§ Task requirements
Output every line of the data exactly as it appears.

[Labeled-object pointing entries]
----------------

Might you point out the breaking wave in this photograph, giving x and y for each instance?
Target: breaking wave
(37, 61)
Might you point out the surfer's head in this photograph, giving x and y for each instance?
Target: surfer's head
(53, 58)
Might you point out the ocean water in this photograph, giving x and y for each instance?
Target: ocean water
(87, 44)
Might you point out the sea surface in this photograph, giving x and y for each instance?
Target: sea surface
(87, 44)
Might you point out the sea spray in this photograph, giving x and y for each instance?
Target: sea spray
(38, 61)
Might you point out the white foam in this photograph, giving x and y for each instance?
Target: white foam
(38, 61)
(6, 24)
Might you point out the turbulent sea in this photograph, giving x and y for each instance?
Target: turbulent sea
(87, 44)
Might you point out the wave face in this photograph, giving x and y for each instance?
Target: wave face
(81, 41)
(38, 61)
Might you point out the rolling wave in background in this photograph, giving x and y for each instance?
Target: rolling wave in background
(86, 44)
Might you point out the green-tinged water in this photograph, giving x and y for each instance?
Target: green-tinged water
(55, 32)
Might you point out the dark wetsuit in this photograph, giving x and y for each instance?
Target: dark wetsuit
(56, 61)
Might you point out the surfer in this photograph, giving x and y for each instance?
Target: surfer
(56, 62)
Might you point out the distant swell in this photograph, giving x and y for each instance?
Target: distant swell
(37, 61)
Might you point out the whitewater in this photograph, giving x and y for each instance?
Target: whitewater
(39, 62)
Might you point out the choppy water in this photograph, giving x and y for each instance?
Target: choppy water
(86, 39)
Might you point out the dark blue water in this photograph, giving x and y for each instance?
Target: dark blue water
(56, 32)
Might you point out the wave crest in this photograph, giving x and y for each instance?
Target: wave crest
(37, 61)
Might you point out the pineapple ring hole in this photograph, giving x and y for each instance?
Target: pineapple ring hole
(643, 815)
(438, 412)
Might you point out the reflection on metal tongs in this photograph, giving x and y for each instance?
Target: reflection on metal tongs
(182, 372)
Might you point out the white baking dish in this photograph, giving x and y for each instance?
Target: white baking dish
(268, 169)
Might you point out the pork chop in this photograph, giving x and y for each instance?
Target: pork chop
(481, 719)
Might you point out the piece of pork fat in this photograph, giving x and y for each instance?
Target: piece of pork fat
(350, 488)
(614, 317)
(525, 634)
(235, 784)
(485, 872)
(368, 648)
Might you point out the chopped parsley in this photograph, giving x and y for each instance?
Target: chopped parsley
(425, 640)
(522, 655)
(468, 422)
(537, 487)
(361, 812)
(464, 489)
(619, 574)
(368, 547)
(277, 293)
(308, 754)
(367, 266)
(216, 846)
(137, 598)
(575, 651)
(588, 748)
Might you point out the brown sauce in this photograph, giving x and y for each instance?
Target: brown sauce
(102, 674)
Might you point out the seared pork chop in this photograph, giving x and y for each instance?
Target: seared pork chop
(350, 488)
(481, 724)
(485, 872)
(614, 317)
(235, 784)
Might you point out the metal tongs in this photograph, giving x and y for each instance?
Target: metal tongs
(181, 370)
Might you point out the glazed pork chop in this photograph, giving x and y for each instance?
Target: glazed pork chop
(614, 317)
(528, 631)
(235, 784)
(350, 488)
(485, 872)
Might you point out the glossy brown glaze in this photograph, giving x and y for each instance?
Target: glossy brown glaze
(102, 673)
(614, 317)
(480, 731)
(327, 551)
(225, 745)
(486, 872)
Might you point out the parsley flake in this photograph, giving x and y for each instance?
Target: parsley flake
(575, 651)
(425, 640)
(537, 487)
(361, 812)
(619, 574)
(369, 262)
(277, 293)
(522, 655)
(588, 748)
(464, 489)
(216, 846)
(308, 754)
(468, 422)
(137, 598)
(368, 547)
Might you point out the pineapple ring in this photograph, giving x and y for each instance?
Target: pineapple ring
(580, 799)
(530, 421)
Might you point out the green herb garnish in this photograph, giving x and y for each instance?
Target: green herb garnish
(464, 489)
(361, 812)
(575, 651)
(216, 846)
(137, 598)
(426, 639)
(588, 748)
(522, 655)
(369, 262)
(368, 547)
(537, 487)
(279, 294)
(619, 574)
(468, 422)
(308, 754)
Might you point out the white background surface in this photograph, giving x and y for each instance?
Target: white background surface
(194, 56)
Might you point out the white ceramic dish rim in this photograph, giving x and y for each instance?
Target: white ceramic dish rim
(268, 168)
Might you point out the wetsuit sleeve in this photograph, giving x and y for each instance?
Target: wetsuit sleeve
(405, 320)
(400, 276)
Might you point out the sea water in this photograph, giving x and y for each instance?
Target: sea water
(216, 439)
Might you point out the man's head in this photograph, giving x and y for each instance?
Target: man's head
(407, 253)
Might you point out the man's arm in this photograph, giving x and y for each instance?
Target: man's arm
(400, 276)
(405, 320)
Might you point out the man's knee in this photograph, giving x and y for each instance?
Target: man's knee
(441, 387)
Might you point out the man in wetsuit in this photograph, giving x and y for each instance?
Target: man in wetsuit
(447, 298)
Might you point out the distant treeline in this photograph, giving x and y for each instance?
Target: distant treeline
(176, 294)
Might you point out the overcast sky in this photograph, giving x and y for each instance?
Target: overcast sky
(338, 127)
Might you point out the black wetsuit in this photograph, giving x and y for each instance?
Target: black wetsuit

----------------

§ Response for this exercise
Might you point out the breaking wave in this photograph, giving x and y for each instance?
Target: breaking wave
(37, 61)
Might you point out the surfer's head in this photograph, giving x and y for each instance?
Target: surfer's head
(53, 58)
Might you point out the ocean water in this photograph, giving x and y for each instance?
Target: ocean water
(87, 44)
Might you point out the sea surface in this photograph, giving x and y for each instance?
Target: sea surface
(87, 44)
Might you point out the sea spray in this photograph, giving x and y for each instance?
Target: sea spray
(38, 61)
Might you point out the white foam in this photograph, giving x and y for each instance?
Target: white foam
(38, 61)
(6, 24)
Might you point out the turbulent sea in this photograph, giving x and y for each instance?
Target: turbulent sea
(87, 44)
Might you point out the wave face in this photograph, giving x and y for each instance?
Target: wave face
(81, 41)
(38, 61)
Might you point out the rolling wave in background in this photograph, giving x and y for each instance?
Target: rolling wave in background
(86, 44)
Might you point out the green-tinged water in this photograph, giving x and y for each instance?
Target: green-tinged water
(55, 32)
Might you point out the dark wetsuit in this photograph, giving x and y for each instance?
Target: dark wetsuit
(56, 61)
Might you point out the surfer in this photograph, giving x and y for each instance?
Target: surfer
(56, 62)
Might you point out the distant swell in this photograph, giving x and y for each instance?
Target: distant swell
(37, 61)
Might you point out the whitewater in this photograph, giving x and y for each instance?
Target: whitewater
(39, 62)
Might you point out the choppy water in this photograph, giving x and y for each instance?
Target: choppy water
(86, 39)
Might you point out the dark blue water in this photograph, giving x and y for each instance?
Target: dark blue water
(56, 32)
Might you point out the wave crest in this photograph, giving x and y for each instance?
Target: wave crest
(37, 61)
Might you point out the pineapple ring hole in this photograph, giving x and y for each instance?
Target: pineapple ring hole
(643, 815)
(438, 412)
Might you point out the reflection on metal tongs in this photograph, giving x and y for each instance?
Target: reflection on metal tongs
(182, 372)
Might you point out the white baking dish in this photograph, giving x and y for each instance?
Target: white baking dish
(268, 169)
Might you point out the pork chop in this photograph, giving x and y for each instance?
Target: pork chop
(481, 719)
Might you point out the piece of pork fat in this photograph, giving x and y for each instance?
Target: piece of pork fat
(350, 488)
(614, 317)
(525, 634)
(235, 784)
(485, 872)
(368, 648)
Might you point out the chopped parsley in this photograph, giving x and y for each instance?
Target: chopped parsley
(425, 640)
(522, 655)
(468, 422)
(537, 487)
(361, 812)
(464, 489)
(619, 574)
(368, 547)
(277, 293)
(308, 754)
(367, 266)
(216, 846)
(137, 598)
(575, 651)
(588, 748)
Might you point out the brown sauce in this photograph, giving x and y for each instance?
Target: brown sauce
(102, 674)
Might you point out the seared pork chop in this photograph, giving x and y for each instance?
Target: seared pork chop
(350, 488)
(481, 724)
(485, 872)
(614, 317)
(235, 784)
Might you point out the metal tongs in this photograph, giving x and y for each instance?
Target: metal tongs
(181, 370)
Might you point out the glazed pork chop in this photograph, giving x and y for each instance?
Target: glazed pork chop
(614, 317)
(528, 631)
(235, 784)
(350, 488)
(485, 872)
Might you point out the glossy brown glaze in this photograph, giving x and y for each instance?
Target: glossy brown glaze
(102, 673)
(614, 317)
(480, 731)
(327, 551)
(225, 745)
(486, 872)
Might you point out the parsley flake in this photograph, giving x and y for each instance?
Target: parsley flake
(575, 651)
(425, 640)
(537, 487)
(361, 812)
(619, 574)
(369, 262)
(277, 293)
(522, 655)
(588, 748)
(464, 489)
(216, 846)
(308, 754)
(468, 422)
(137, 598)
(368, 547)
Might you point out the pineapple ring in this photograph, giving x and y for each instance?
Target: pineapple ring
(580, 799)
(530, 421)
Might you point out the green herb garnish in this photograph, giving x and y for each instance?
Target: green herb garnish
(464, 489)
(361, 812)
(575, 651)
(216, 846)
(137, 598)
(426, 639)
(588, 748)
(522, 655)
(369, 262)
(368, 547)
(537, 487)
(279, 294)
(619, 574)
(468, 422)
(308, 754)
Might you point out the white background surface in this photograph, giving x and y for each instance?
Target: white background surface
(194, 56)
Might you point out the white ceramic dish rim in this photograph, giving x and y for each instance?
Target: white ceramic dish rim
(268, 168)
Might you point out the wetsuit sleeve in this photograph, giving x and y for each instance?
Target: wetsuit sleeve
(405, 320)
(400, 276)
Might you point out the sea water in this photograph, giving x and y for each instance?
Target: sea water
(216, 439)
Might you point out the man's head in this photograph, giving x and y for each instance?
Target: man's head
(407, 253)
Might you point out the man's arm in this photograph, giving x and y for each instance?
Target: man's arm
(400, 276)
(405, 320)
Might you point out the man's knee in this photograph, giving x and y for each instance?
Target: man's knee
(441, 387)
Might you point out the man in wetsuit in this photograph, giving x and y for each instance?
Target: man in wetsuit
(447, 298)
Might you point out the distant treeline in this photograph, giving x and y for each instance?
Target: distant treeline
(176, 294)
Might you point out the overcast sky in this photograph, giving x and y for each instance?
Target: overcast sky
(338, 127)
Might you point out the black wetsuit in this photograph, giving x and y for each instance?
Target: black wetsuit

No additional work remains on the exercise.